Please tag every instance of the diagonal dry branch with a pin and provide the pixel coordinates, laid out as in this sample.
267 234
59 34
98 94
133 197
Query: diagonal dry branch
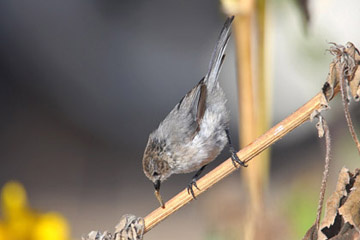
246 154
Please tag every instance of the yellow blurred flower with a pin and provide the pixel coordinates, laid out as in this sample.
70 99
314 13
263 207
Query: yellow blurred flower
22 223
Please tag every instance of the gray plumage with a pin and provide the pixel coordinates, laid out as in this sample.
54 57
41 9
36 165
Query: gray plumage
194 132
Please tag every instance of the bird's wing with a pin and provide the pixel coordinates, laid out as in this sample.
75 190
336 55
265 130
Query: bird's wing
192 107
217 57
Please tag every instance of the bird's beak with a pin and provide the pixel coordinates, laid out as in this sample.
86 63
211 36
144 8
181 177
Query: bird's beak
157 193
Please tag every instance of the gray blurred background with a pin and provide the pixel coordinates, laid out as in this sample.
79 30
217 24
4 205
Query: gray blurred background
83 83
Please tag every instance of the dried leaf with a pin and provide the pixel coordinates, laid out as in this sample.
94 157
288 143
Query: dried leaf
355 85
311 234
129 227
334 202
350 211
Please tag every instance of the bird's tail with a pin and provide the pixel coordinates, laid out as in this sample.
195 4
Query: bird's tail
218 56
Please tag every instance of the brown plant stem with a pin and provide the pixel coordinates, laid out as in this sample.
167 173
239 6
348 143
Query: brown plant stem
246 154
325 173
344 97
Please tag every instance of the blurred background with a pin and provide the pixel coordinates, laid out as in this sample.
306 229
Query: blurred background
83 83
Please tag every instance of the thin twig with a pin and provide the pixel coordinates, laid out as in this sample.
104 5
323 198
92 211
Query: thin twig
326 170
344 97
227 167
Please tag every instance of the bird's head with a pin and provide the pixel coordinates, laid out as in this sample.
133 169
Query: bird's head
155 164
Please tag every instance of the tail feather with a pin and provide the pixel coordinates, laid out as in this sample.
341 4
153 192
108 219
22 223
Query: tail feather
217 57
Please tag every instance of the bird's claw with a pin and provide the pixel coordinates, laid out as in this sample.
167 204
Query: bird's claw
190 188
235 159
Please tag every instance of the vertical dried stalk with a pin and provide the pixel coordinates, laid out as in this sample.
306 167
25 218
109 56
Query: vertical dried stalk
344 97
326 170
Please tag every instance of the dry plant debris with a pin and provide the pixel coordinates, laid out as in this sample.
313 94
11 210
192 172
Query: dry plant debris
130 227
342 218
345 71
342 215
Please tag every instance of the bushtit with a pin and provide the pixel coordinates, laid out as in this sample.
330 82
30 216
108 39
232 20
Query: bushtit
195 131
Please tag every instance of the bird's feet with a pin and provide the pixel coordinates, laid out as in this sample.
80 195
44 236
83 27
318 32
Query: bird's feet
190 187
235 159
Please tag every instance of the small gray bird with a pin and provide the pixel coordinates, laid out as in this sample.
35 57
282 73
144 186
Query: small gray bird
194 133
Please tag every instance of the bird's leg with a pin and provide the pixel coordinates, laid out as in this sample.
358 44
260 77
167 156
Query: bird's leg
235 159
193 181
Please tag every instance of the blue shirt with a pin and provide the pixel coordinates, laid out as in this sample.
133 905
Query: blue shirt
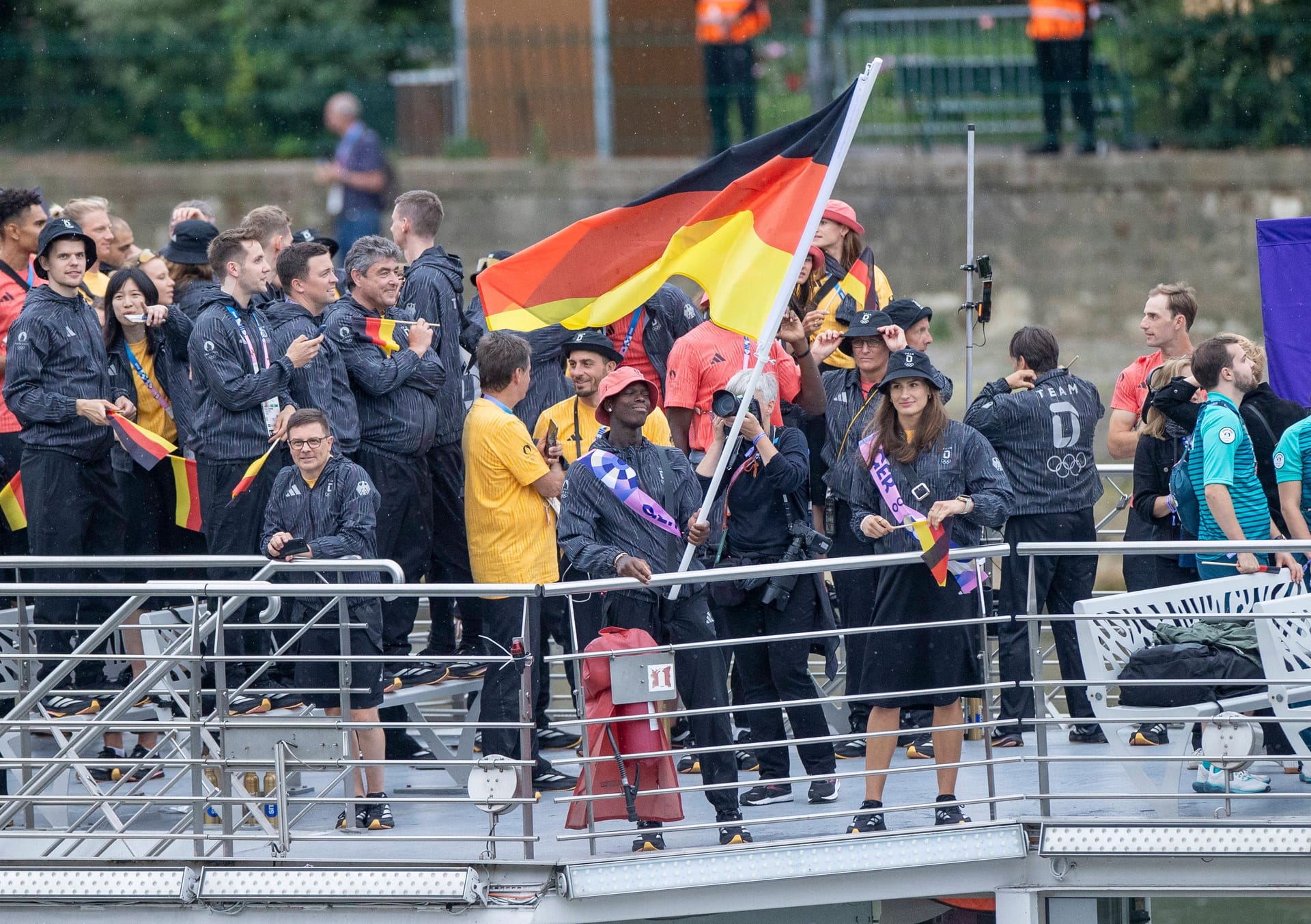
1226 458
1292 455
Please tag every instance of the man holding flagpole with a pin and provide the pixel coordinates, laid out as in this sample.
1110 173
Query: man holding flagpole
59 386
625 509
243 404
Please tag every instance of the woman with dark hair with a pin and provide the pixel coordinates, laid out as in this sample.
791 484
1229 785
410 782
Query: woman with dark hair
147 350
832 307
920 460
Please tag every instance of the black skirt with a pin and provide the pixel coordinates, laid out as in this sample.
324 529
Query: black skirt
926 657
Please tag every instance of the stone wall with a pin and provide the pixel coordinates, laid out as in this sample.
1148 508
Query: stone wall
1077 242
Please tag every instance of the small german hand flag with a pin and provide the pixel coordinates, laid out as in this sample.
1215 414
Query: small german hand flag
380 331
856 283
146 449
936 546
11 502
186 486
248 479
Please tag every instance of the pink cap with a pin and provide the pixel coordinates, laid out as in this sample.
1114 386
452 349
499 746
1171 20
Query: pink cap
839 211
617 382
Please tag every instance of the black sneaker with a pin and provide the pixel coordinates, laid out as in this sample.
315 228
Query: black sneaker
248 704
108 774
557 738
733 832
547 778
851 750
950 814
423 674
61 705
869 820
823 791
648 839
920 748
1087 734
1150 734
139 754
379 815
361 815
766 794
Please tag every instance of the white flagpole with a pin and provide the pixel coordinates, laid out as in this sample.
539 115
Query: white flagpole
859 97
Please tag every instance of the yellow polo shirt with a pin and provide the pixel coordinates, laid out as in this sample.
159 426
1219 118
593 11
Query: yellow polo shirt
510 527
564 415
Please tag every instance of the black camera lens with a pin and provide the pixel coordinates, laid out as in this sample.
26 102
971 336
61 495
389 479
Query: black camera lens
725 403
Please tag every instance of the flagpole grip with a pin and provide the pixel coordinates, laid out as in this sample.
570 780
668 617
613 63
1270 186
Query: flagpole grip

**ASSIGNMENT:**
From the entries above, select each line containing the string "grip".

**RESULT FOR THIS TASK:**
Please tag every instance of the flagpole grip with a pin and provide the pixel coordinates, laid out as in this sample.
Query: flagpole grip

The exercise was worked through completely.